飛紅真の手紙

フェミニストで精神看護専門看護師ブロガー、自然、アート、社会問題を綴る。

芸能界の性暴力報道をめぐる「セカンドレイプ」が社会全体に与える深刻な影響

ダウンタウン松本人志氏による性暴力報道をめぐって、「ちょっと看過できないな」と思う私の考えを書き連ねておこうと思います。

 

1.セカンドレイプの背後にあるレイプ神話

こうした、女性に対する性暴力の報道をめぐって必ず出てくる意見が、

「リスクがあるのについて行った女性が悪い」

「何年も経ってから声を上げるなんておかしい」

「週刊誌じゃなく警察に行くべき」

「証拠がないから悪意のあるウソだろう」

「男性を陥れるハニートラップ(甘い罠)」

といった、女性側に一方的に責任を押し付けるもの。

こうした発言をする人の根底にあるのは、実は個人的な感情というよりも、文化に深く根付いている固定概念や、アンコンシャスバイアス(無意識の偏見)であることが多いと私は考えます。

その一つが、「被害者側に責任がある」という「レイプ神話」。レイプ神話の悪いところは、全く根拠がない勝手な思い込みであり、「悪いことが起こるのは被害者に落ち度があるからだ」という公正明大、勧善懲悪を求めたがるというところ。

そして、もう一つが、男尊女卑や家父長制という女性蔑視。能力や社会的な価値は男性の方が高いと考え、「女性だから性的に扱われても仕方ない」「女性は男性の言うことをきくべき」と歴史的に考えられ繰り返されてきたのです。

 

2.ショックだった身近なセカンドレイプ発言

悲しいことに、同じ女性同士であっても女性蔑視やセルフスティグマ(自分自分に偏見をもつこと)から、「女性側に責任がある」と女性を責める意見はとても多いです。特に、年配層にその傾向が強いように感じます。

私は先日、この性暴力報道について50代女性管理職と話題にした際、非常にショックを受けました。TVでしか報道内容を知らないその女性管理職から「性加害っていうけど、一体何したの?」と聞かれたので週刊文春の記事概要を伝えると、

「8年前のことを何でいまさら蒸し返すの」

「ハニートラップだ!自分が芸能界で売れたいからでしょう」

「ついていくからには(性的なことも)覚悟の上なんでしょう」

「芸の肥やしっていうしね」

と出るわ出るわの、セカンドレイプ発言。

セカンドレイプ(二次被害)とは、意図的か無意識かに関わらず、性暴力被害に遭った人を再び傷つける言動のこと。

[課題] セカンドレイプに関する本文の一文「セカンドレイプ(二次被害)とは、意図的か無意識かに関わらず、性暴力被害に遭った人を再び傷つける言動のこと。」を英語に訳しなさい。 データの各行は使用しません。

[データセット項目]
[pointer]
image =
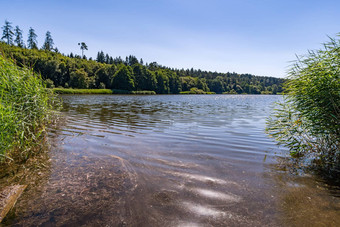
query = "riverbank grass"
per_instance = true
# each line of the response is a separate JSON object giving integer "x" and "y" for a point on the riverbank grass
{"x": 99, "y": 91}
{"x": 25, "y": 107}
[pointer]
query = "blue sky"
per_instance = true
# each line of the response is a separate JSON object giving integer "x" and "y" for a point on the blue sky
{"x": 260, "y": 37}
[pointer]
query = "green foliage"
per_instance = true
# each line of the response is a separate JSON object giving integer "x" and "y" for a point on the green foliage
{"x": 25, "y": 106}
{"x": 123, "y": 79}
{"x": 75, "y": 71}
{"x": 79, "y": 79}
{"x": 195, "y": 90}
{"x": 7, "y": 32}
{"x": 308, "y": 121}
{"x": 81, "y": 91}
{"x": 48, "y": 44}
{"x": 32, "y": 42}
{"x": 18, "y": 37}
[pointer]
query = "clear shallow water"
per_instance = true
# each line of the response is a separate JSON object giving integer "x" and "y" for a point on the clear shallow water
{"x": 171, "y": 160}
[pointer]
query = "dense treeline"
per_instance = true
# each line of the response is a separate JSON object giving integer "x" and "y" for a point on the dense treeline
{"x": 131, "y": 74}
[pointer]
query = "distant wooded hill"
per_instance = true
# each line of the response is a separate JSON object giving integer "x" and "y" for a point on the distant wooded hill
{"x": 131, "y": 74}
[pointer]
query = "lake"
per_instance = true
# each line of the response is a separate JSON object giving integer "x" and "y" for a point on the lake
{"x": 171, "y": 160}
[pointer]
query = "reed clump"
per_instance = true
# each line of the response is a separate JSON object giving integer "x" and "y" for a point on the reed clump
{"x": 26, "y": 106}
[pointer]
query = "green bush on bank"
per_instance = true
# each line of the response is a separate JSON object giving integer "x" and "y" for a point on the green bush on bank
{"x": 81, "y": 91}
{"x": 308, "y": 121}
{"x": 99, "y": 91}
{"x": 25, "y": 106}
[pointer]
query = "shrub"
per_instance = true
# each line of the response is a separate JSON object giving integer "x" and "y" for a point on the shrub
{"x": 308, "y": 120}
{"x": 25, "y": 106}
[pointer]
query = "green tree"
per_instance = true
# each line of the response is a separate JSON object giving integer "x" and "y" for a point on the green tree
{"x": 79, "y": 79}
{"x": 162, "y": 83}
{"x": 18, "y": 37}
{"x": 308, "y": 121}
{"x": 48, "y": 44}
{"x": 123, "y": 79}
{"x": 32, "y": 42}
{"x": 7, "y": 33}
{"x": 83, "y": 47}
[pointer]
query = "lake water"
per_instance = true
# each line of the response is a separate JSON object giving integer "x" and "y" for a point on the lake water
{"x": 171, "y": 160}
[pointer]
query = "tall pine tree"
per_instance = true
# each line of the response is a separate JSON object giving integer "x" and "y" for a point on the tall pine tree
{"x": 32, "y": 42}
{"x": 18, "y": 37}
{"x": 48, "y": 44}
{"x": 7, "y": 32}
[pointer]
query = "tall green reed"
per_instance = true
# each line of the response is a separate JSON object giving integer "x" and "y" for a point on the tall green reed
{"x": 25, "y": 107}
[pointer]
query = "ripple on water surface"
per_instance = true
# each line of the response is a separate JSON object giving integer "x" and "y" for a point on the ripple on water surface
{"x": 168, "y": 160}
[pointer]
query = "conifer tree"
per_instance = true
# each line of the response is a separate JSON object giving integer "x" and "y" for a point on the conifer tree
{"x": 32, "y": 42}
{"x": 7, "y": 32}
{"x": 18, "y": 37}
{"x": 83, "y": 47}
{"x": 48, "y": 44}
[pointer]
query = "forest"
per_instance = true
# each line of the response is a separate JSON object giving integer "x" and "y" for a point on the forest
{"x": 129, "y": 74}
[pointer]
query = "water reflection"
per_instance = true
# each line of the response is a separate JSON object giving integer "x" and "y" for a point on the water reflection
{"x": 165, "y": 161}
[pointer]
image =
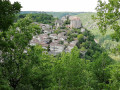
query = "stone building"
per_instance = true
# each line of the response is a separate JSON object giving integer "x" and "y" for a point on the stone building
{"x": 75, "y": 22}
{"x": 58, "y": 23}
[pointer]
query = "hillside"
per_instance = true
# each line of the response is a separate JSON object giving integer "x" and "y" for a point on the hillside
{"x": 104, "y": 40}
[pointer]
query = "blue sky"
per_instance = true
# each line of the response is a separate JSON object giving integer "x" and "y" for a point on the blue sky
{"x": 58, "y": 5}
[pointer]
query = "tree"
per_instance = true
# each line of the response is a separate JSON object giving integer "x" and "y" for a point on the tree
{"x": 108, "y": 15}
{"x": 16, "y": 63}
{"x": 7, "y": 13}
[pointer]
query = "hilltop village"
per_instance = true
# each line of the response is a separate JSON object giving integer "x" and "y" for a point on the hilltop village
{"x": 55, "y": 39}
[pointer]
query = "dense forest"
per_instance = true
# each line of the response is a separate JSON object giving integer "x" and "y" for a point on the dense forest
{"x": 87, "y": 67}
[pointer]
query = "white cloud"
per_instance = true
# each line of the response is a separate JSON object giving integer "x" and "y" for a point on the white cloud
{"x": 58, "y": 5}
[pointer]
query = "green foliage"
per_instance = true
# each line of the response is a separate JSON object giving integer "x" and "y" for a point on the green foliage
{"x": 7, "y": 13}
{"x": 108, "y": 14}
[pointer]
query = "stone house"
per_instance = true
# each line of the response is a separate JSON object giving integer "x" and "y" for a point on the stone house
{"x": 34, "y": 41}
{"x": 71, "y": 46}
{"x": 59, "y": 23}
{"x": 75, "y": 22}
{"x": 56, "y": 48}
{"x": 53, "y": 36}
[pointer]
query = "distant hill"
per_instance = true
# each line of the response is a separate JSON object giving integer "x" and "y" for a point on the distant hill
{"x": 55, "y": 14}
{"x": 104, "y": 40}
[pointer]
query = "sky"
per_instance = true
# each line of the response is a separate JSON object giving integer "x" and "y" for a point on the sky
{"x": 58, "y": 5}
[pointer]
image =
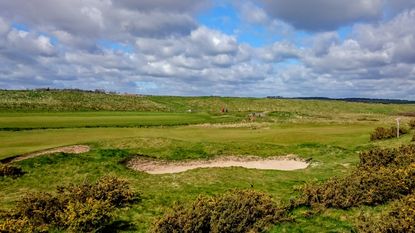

[解答] Second rape (secondary victimization) refers to words or actions, whether intentional or unintentional, that hurt a person who has suffered sexual violence all over again.